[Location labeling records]

◆ ◆ ◆

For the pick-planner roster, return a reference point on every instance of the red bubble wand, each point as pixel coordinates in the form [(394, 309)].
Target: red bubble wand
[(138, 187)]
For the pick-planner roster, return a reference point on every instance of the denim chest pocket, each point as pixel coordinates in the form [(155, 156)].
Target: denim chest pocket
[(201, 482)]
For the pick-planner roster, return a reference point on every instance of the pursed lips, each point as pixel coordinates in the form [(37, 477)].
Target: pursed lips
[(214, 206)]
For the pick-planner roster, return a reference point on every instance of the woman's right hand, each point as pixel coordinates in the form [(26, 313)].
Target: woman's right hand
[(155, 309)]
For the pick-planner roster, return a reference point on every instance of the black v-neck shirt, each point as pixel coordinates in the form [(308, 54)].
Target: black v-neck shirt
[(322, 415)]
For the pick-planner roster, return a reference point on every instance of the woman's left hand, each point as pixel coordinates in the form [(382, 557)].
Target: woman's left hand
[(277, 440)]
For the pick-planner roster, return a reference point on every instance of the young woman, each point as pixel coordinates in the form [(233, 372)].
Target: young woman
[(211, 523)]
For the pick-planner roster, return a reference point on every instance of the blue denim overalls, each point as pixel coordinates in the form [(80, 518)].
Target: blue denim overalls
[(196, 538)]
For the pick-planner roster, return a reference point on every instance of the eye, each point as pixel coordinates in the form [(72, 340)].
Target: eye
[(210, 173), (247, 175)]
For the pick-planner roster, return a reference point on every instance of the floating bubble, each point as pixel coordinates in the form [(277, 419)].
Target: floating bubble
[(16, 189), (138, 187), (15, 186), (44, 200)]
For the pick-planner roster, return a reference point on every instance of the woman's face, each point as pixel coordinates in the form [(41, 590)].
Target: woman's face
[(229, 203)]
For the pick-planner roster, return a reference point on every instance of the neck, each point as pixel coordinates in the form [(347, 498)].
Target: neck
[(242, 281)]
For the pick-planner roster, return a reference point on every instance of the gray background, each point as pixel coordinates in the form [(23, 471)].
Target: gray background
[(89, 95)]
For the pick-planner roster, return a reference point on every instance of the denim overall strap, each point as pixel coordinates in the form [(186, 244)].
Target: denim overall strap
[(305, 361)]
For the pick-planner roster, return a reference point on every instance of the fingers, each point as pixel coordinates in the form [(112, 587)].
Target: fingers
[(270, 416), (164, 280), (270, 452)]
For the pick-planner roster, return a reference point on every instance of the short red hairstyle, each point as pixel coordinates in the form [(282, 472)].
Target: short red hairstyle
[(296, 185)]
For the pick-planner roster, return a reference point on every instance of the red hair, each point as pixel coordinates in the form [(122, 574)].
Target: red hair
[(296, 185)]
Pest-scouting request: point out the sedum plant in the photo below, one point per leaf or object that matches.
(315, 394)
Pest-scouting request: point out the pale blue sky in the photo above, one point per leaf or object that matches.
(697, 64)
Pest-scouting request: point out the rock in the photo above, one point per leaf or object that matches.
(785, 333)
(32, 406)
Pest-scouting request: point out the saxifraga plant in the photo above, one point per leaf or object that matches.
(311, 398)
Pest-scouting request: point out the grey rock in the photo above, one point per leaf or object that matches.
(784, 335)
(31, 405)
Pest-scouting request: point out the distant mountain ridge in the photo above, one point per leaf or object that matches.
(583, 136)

◆ ◆ ◆

What you will do —
Output every line of the records above as a JSON array of strings, one string per line, and leave out blank lines.

Answer to the problem —
[
  "For the pick-planner roster, return a reference point on every instance of the red bubble wand, each point as pixel coordinates in the form [(394, 309)].",
  "Target: red bubble wand",
  "[(138, 187)]",
  "For the pick-planner roster, return a reference point on every instance of the denim chest pocket, each point as pixel coordinates in the form [(155, 156)].",
  "Target: denim chest pocket",
  "[(201, 482)]",
  "For the pick-planner roster, return a reference point on every instance of the pursed lips, each point as pixel coordinates in the form [(37, 477)].",
  "Target: pursed lips",
  "[(214, 206)]",
  "For the pick-planner roster, return a reference point on every instance of the woman's right hand, each point as pixel coordinates in the form [(26, 313)].",
  "Target: woman's right hand",
  "[(155, 309)]",
  "For the pick-planner roster, return a reference point on every instance of the black v-neck shirt, each point as pixel coordinates in the form [(308, 54)].",
  "Target: black v-neck shirt",
  "[(322, 415)]",
  "For the pick-planner roster, return a reference point on every instance of the woman's left hand, each point as pixel coordinates in the form [(382, 557)].",
  "Target: woman's left hand",
  "[(277, 440)]",
  "For the pick-planner roster, return a reference point on every instance of the young woman, each point as pixel coordinates in the form [(233, 372)].",
  "Target: young woman",
  "[(211, 523)]",
  "For the pick-planner roster, return a reference point on every instance of the blue denim overalls, each point as pixel coordinates in the form [(80, 518)].",
  "Target: blue denim overalls",
  "[(196, 538)]",
  "For the pick-planner roster, return a reference point on every instance of the eye, each point as pixel coordinates in the form [(72, 340)].",
  "Target: eye",
  "[(210, 173), (247, 175)]",
  "For the pick-planner roster, return a reference point on every instance of the floating bubble, each point as pixel coordinates in the form [(277, 419)].",
  "Target: floating bubble",
  "[(16, 189), (138, 187), (15, 186), (44, 200)]",
  "For the pick-planner roster, return a reference point on every instance of the woman's face, each point as pixel coordinates in the form [(41, 590)].",
  "Target: woman's face",
  "[(229, 203)]",
  "For the pick-planner roster, return a reference point on every instance of the neck, each point as pixel coordinates in the form [(347, 498)].",
  "Target: neck",
  "[(242, 281)]",
  "For the pick-planner roster, return a reference point on every instance of the gray background, each point as pixel coordinates in the form [(23, 471)].",
  "Target: gray background",
  "[(89, 95)]",
  "For the pick-planner roster, return a reference point on every instance of the denim overall strap, each point as pixel coordinates in the form [(186, 244)].",
  "Target: denim overall strap",
  "[(305, 361)]",
  "For the pick-planner roster, return a reference point on every instance of the fingers, each point as pixel coordinates in the form [(112, 587)].",
  "Target: fingers",
  "[(270, 416), (164, 280), (270, 452)]",
  "For the pick-planner roster, return a reference point on every instance of the short red hairstyle, each point as pixel coordinates in the form [(282, 472)].",
  "Target: short red hairstyle",
  "[(296, 185)]",
  "For the pick-planner roster, return a reference point on every instance of the red hair, each point as pixel coordinates in the form [(122, 574)].",
  "Target: red hair",
  "[(296, 185)]",
  "Pest-scouting request: point out the sedum plant in the photo below, one point per leaf or object that matches.",
  "(315, 394)",
  "Pest-scouting request: point out the pale blue sky in the photo above, one point per leaf or object that matches.",
  "(697, 64)",
  "Pest-scouting request: point out the rock in the photo above, one point per leaf or object that matches.",
  "(785, 333)",
  "(32, 406)",
  "Pest-scouting request: point out the saxifraga plant in the photo above, one point per leaf or object that matches.",
  "(311, 398)",
  "Pest-scouting request: point out the grey rock in the photo above, one point per leaf or object that matches.",
  "(784, 335)",
  "(31, 405)",
  "Pest-scouting request: point out the distant mountain ridge in the photo above, one point per leaf or object that matches.",
  "(583, 136)"
]